• _WRITTEN REQUEST_: Turn the lines below into a JSON list of strings, one string per line, with no blank lines and no pictures.
===== DATASET ROWS =====
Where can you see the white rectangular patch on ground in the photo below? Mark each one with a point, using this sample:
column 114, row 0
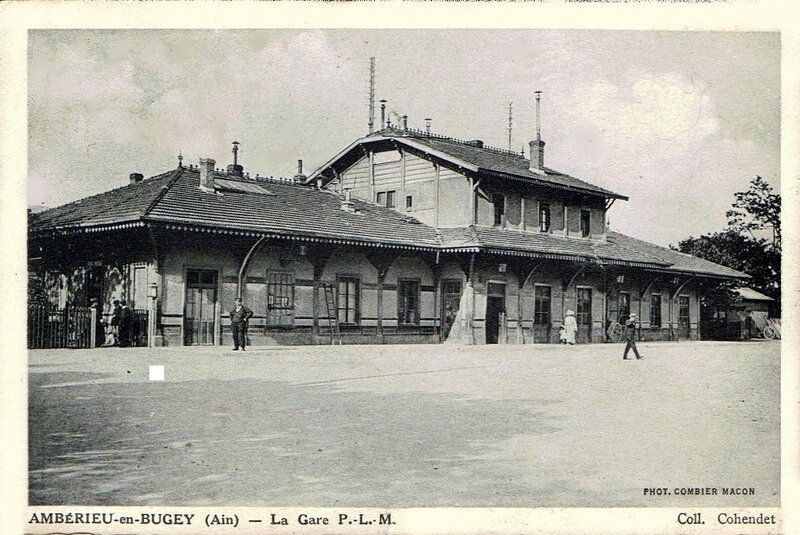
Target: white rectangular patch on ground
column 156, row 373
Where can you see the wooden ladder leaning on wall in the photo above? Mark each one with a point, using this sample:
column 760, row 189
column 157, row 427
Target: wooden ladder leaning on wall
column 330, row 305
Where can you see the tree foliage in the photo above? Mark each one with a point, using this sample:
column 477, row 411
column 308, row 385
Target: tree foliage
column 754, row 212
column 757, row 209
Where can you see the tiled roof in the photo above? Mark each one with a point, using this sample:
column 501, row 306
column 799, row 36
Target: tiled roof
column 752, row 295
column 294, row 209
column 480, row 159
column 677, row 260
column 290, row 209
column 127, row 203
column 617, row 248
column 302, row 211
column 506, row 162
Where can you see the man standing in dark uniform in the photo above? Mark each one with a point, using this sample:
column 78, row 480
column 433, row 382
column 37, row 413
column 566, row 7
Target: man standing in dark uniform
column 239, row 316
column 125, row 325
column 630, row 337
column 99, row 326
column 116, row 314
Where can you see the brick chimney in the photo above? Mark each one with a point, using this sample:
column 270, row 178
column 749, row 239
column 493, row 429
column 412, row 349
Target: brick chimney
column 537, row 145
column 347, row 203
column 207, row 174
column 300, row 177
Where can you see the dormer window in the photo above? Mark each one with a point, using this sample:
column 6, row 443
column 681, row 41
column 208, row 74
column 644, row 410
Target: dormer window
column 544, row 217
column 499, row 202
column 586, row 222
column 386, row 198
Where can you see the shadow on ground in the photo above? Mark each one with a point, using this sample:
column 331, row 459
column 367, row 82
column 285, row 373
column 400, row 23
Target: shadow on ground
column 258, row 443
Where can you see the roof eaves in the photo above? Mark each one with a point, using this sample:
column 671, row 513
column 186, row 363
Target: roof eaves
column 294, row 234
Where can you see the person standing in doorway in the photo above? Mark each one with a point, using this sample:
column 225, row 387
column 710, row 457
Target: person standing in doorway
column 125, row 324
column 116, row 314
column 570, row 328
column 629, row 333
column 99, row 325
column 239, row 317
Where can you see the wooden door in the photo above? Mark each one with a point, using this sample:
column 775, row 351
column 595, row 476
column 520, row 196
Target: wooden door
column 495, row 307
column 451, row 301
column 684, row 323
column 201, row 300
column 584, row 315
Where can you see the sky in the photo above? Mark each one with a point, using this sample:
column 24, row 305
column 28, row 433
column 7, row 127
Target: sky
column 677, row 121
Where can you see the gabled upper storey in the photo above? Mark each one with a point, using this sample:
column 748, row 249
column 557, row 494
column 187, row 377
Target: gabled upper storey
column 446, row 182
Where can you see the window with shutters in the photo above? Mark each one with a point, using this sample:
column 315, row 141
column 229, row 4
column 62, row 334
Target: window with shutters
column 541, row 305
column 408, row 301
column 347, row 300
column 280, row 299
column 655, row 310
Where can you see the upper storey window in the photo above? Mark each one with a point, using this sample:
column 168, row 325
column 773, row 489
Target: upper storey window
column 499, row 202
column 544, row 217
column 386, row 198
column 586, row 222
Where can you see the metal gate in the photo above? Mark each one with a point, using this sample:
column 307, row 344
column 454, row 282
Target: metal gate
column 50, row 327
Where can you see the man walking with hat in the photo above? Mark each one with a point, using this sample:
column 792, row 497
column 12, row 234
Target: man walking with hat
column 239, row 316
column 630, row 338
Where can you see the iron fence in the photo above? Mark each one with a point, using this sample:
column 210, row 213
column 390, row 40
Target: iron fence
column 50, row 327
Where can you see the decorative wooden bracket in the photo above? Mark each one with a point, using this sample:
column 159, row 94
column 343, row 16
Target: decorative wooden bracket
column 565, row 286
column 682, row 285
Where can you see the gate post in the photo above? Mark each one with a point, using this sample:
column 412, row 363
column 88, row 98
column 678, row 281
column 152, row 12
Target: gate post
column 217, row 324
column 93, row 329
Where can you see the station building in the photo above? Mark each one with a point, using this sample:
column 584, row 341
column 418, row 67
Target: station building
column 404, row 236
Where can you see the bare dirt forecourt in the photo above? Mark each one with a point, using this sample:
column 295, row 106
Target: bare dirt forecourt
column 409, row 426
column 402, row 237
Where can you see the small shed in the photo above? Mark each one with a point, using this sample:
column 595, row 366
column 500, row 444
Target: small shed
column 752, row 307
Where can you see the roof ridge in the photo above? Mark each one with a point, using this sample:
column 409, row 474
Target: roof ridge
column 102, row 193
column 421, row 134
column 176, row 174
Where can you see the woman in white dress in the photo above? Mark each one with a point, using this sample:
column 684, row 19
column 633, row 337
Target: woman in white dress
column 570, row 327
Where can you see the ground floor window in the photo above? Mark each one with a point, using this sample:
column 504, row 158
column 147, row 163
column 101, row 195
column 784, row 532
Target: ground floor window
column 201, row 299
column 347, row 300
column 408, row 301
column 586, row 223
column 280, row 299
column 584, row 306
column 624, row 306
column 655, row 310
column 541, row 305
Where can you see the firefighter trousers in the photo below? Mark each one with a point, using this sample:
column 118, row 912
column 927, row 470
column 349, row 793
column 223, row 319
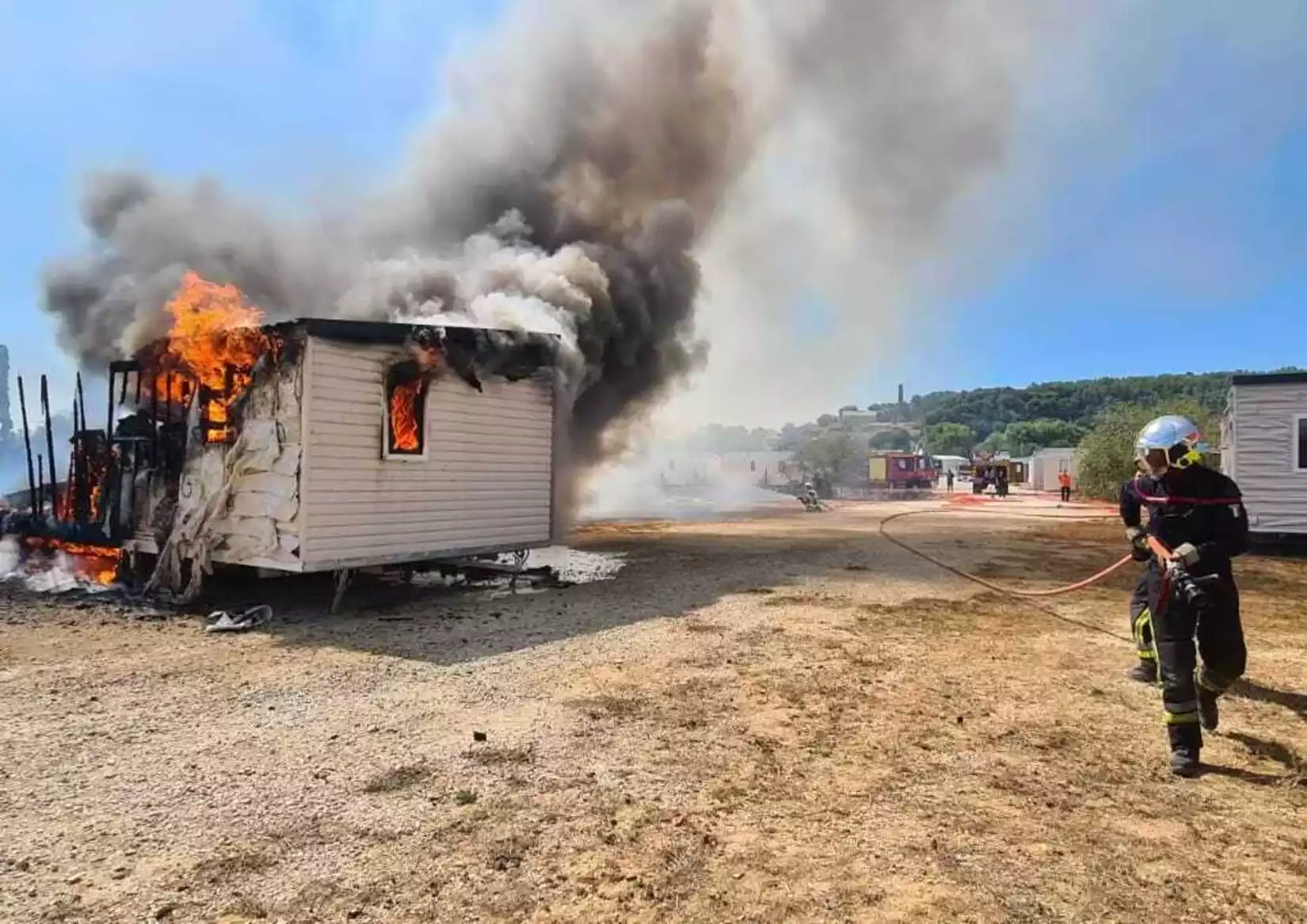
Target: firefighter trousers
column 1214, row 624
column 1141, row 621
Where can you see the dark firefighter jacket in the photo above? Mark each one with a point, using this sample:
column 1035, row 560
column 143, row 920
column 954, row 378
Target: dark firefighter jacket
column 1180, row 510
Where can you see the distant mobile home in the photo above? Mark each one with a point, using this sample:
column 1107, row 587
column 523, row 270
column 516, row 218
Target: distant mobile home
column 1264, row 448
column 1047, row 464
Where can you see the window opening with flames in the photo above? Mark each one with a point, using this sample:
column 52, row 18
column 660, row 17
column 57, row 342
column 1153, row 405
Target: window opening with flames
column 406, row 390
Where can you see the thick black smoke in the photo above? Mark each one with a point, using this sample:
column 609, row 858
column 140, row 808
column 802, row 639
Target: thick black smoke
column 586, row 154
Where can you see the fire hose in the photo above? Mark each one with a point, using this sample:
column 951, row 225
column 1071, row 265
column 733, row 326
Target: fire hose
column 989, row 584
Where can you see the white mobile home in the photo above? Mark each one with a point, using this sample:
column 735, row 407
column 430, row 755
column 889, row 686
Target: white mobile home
=====
• _TASK ANSWER_:
[
  "Where can you see the white rectangular patch on ground in the photo below? Mark each one with a point, using this sample:",
  "column 114, row 0",
  "Target: white rectangular patch on ground",
  "column 156, row 373",
  "Where can you see the wooden ladder leaning on wall in the photo above? Mark each one with a point, using this sample:",
  "column 760, row 189",
  "column 157, row 427",
  "Target: wooden ladder leaning on wall",
  "column 330, row 305",
  "Where can you see the tree foliage in the photo above? Mark each one with a point, using this sample:",
  "column 477, row 411",
  "column 308, row 385",
  "Target: tree foliage",
  "column 754, row 212",
  "column 757, row 209",
  "Where can you see the tiled roof in the photo above? Mark each one with a point, using this sample:",
  "column 501, row 306",
  "column 799, row 36",
  "Target: tiled roof",
  "column 752, row 295",
  "column 294, row 209",
  "column 480, row 159",
  "column 677, row 260",
  "column 290, row 209",
  "column 127, row 203",
  "column 617, row 248",
  "column 302, row 211",
  "column 506, row 162",
  "Where can you see the man standing in dark uniform in the photo above? Mark each one with a point, using this sample:",
  "column 78, row 480",
  "column 433, row 382",
  "column 37, row 413",
  "column 566, row 7",
  "Target: man standing in dark uniform",
  "column 239, row 316",
  "column 125, row 325",
  "column 630, row 337",
  "column 99, row 326",
  "column 116, row 314",
  "Where can you see the brick chimney in the photo above? Mark each one with a point, using this sample:",
  "column 270, row 178",
  "column 749, row 239",
  "column 493, row 429",
  "column 412, row 349",
  "Target: brick chimney",
  "column 537, row 145",
  "column 347, row 203",
  "column 207, row 174",
  "column 300, row 177",
  "Where can you see the dormer window in the photo above? Mark each one with a point, using this sample:",
  "column 6, row 443",
  "column 681, row 41",
  "column 208, row 74",
  "column 644, row 410",
  "Target: dormer window",
  "column 544, row 217",
  "column 499, row 202",
  "column 586, row 222",
  "column 386, row 198",
  "Where can you see the shadow on ground in the photo above? Mark each one with a point, using this sample:",
  "column 331, row 459",
  "column 367, row 82",
  "column 285, row 373",
  "column 400, row 23",
  "Target: shadow on ground",
  "column 258, row 443",
  "Where can you see the roof eaves in the photo above? Mark each one with a point, using this sample:",
  "column 671, row 513",
  "column 186, row 363",
  "Target: roof eaves",
  "column 294, row 234",
  "Where can you see the person standing in doorway in the photo above? Mark each one with a point, using this sample:",
  "column 225, row 387",
  "column 710, row 457",
  "Target: person standing in doorway",
  "column 125, row 324",
  "column 116, row 314",
  "column 570, row 328",
  "column 629, row 333",
  "column 99, row 325",
  "column 239, row 317",
  "Where can you see the wooden door in the photo above? Mark each one with a point, using this sample:",
  "column 775, row 351",
  "column 595, row 476",
  "column 520, row 196",
  "Target: wooden door",
  "column 495, row 307",
  "column 451, row 301",
  "column 684, row 323",
  "column 201, row 300",
  "column 584, row 315",
  "Where can you see the sky in the photo above? Mark each one with a point, using this sample:",
  "column 24, row 305",
  "column 28, row 433",
  "column 7, row 127",
  "Target: sky",
  "column 677, row 121",
  "Where can you see the gabled upper storey in the photo above? Mark each one with a point, using this sample:",
  "column 748, row 249",
  "column 557, row 494",
  "column 187, row 377",
  "Target: gabled upper storey",
  "column 446, row 182",
  "Where can you see the window with shutters in the photo above? Mark each one with a point, using this sample:",
  "column 315, row 141",
  "column 229, row 4",
  "column 62, row 334",
  "Target: window with shutters",
  "column 541, row 305",
  "column 408, row 301",
  "column 347, row 300",
  "column 280, row 299",
  "column 655, row 310",
  "Where can you see the upper storey window in the photo above? Mark each one with a point, using this sample:",
  "column 168, row 325",
  "column 773, row 489",
  "Target: upper storey window",
  "column 499, row 202",
  "column 544, row 217",
  "column 386, row 198",
  "column 586, row 222",
  "Where can you see the metal gate in the photo above? Mark each one with a point, using this sample:",
  "column 307, row 344",
  "column 454, row 282",
  "Target: metal gate",
  "column 50, row 327",
  "Where can you see the man walking with hat in the photo above? Mark each one with a point, using this sample:",
  "column 792, row 497",
  "column 12, row 234",
  "Target: man walking with hat",
  "column 239, row 316",
  "column 630, row 338",
  "Where can you see the iron fence in the photo above? Mark each one with a point, using this sample:",
  "column 210, row 213",
  "column 390, row 40",
  "Target: iron fence",
  "column 50, row 327",
  "Where can you see the decorative wooden bracket in the photo above? Mark each one with a point, using this sample:",
  "column 159, row 94",
  "column 343, row 16",
  "Target: decorative wooden bracket",
  "column 565, row 286",
  "column 682, row 285",
  "Where can you see the gate post in the photo above? Mark each one with a point, using this sample:",
  "column 412, row 363",
  "column 88, row 98",
  "column 678, row 281",
  "column 152, row 12",
  "Target: gate post",
  "column 217, row 324",
  "column 93, row 329",
  "Where can you see the station building in the photo above? Mark each one with a point, using this sample:",
  "column 584, row 341",
  "column 418, row 67",
  "Target: station building",
  "column 404, row 236",
  "Where can you see the bare dirt forecourt in the photo above? Mark each one with a point, using this sample:",
  "column 295, row 106",
  "Target: bare dirt forecourt",
  "column 409, row 426",
  "column 402, row 237",
  "Where can you see the small shed in the photo above? Mark each one with a point, using this sample:",
  "column 595, row 366",
  "column 500, row 444",
  "Target: small shed",
  "column 752, row 307",
  "Where can you see the roof ridge in the photo above? Mark each one with a point, using this sample:",
  "column 409, row 474",
  "Target: roof ridge",
  "column 102, row 193",
  "column 421, row 134",
  "column 176, row 174",
  "Where can you see the woman in white dress in the photo above? Mark each one with a point, using this sample:",
  "column 684, row 19",
  "column 633, row 337",
  "Target: woman in white dress",
  "column 570, row 327",
  "Where can you see the ground floor window in the photo above? Mark each one with a point, using this sample:",
  "column 504, row 158",
  "column 147, row 163",
  "column 101, row 195",
  "column 784, row 532",
  "Target: ground floor window",
  "column 201, row 299",
  "column 347, row 300",
  "column 408, row 301",
  "column 586, row 223",
  "column 280, row 299",
  "column 584, row 306",
  "column 624, row 306",
  "column 655, row 310",
  "column 541, row 305",
  "Where can you see the firefighter trousers in the photo below? Mark each one with a point, using this sample:",
  "column 118, row 912",
  "column 927, row 470",
  "column 349, row 793",
  "column 223, row 319",
  "Target: firefighter trousers",
  "column 1214, row 624",
  "column 1141, row 621",
  "Where can you see the dark firefighter jacket in the photo above? Mark each one with a point, using this sample:",
  "column 1035, row 560",
  "column 143, row 920",
  "column 954, row 378",
  "Target: dark firefighter jacket",
  "column 1180, row 510",
  "Where can you see the distant mobile home in the photo above? Mark each one with a point, using this sample:",
  "column 1107, row 587",
  "column 523, row 270",
  "column 516, row 218",
  "Target: distant mobile home",
  "column 1264, row 448",
  "column 1047, row 464",
  "Where can you see the window opening with flames in the photo above? Mark each one with a point, using this sample:",
  "column 52, row 18",
  "column 660, row 17",
  "column 57, row 342",
  "column 1153, row 405",
  "Target: window opening with flames",
  "column 406, row 390",
  "Where can you see the thick black smoke in the photo above? Mark each one with a point, using this sample:",
  "column 609, row 858",
  "column 140, row 808",
  "column 802, row 639",
  "Target: thick black smoke",
  "column 586, row 154",
  "Where can you see the fire hose in the photo above? Mark each one with a point, using this sample:",
  "column 951, row 225",
  "column 1071, row 265",
  "column 733, row 326",
  "Target: fire hose",
  "column 989, row 584",
  "Where can you see the white mobile home in the photo above? Mark each one with a point, using this sample:",
  "column 735, row 407",
  "column 430, row 755",
  "column 889, row 686",
  "Target: white mobile home"
]